* Exercise description *
In the records below, locate the line containing "phrase -- jetta badge"; output that line and every following line through the last, exactly.

* Data to examine *
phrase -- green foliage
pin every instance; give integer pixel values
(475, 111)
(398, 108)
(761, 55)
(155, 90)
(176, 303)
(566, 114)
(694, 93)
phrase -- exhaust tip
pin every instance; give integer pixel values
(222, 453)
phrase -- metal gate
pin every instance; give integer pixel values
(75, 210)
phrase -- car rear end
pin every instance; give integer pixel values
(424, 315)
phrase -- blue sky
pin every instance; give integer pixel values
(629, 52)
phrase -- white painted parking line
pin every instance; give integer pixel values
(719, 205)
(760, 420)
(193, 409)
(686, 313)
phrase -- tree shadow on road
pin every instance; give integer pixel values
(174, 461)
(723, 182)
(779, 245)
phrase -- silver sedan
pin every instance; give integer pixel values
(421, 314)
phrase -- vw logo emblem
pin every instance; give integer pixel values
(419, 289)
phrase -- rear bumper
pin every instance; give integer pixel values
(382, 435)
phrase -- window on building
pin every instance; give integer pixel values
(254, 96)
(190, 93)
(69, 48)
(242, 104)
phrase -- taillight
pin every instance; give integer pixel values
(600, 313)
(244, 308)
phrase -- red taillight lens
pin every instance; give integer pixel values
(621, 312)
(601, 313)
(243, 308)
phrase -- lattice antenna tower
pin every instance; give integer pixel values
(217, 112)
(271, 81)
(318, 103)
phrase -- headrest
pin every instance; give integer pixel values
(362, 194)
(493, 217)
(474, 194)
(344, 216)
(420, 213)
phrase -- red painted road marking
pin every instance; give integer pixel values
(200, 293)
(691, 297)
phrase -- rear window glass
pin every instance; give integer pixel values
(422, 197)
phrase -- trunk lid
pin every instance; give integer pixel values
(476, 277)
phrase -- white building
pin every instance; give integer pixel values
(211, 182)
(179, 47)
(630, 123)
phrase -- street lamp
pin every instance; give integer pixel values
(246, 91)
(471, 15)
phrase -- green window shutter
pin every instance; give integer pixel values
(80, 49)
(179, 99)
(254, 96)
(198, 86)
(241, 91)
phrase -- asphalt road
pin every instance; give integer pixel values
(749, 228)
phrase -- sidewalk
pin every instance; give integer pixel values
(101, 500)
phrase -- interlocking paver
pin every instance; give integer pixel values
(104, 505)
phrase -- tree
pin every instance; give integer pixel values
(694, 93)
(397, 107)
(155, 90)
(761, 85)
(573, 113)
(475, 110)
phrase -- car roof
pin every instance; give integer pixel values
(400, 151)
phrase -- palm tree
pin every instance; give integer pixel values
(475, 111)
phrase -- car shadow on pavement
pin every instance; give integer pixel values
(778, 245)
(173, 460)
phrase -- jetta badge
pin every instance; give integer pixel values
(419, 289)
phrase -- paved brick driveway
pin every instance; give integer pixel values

* Task solution *
phrase -- jetta badge
pin every instance; give integer pixel values
(419, 289)
phrase -- paved brick driveway
pin every instance; give integer pixel values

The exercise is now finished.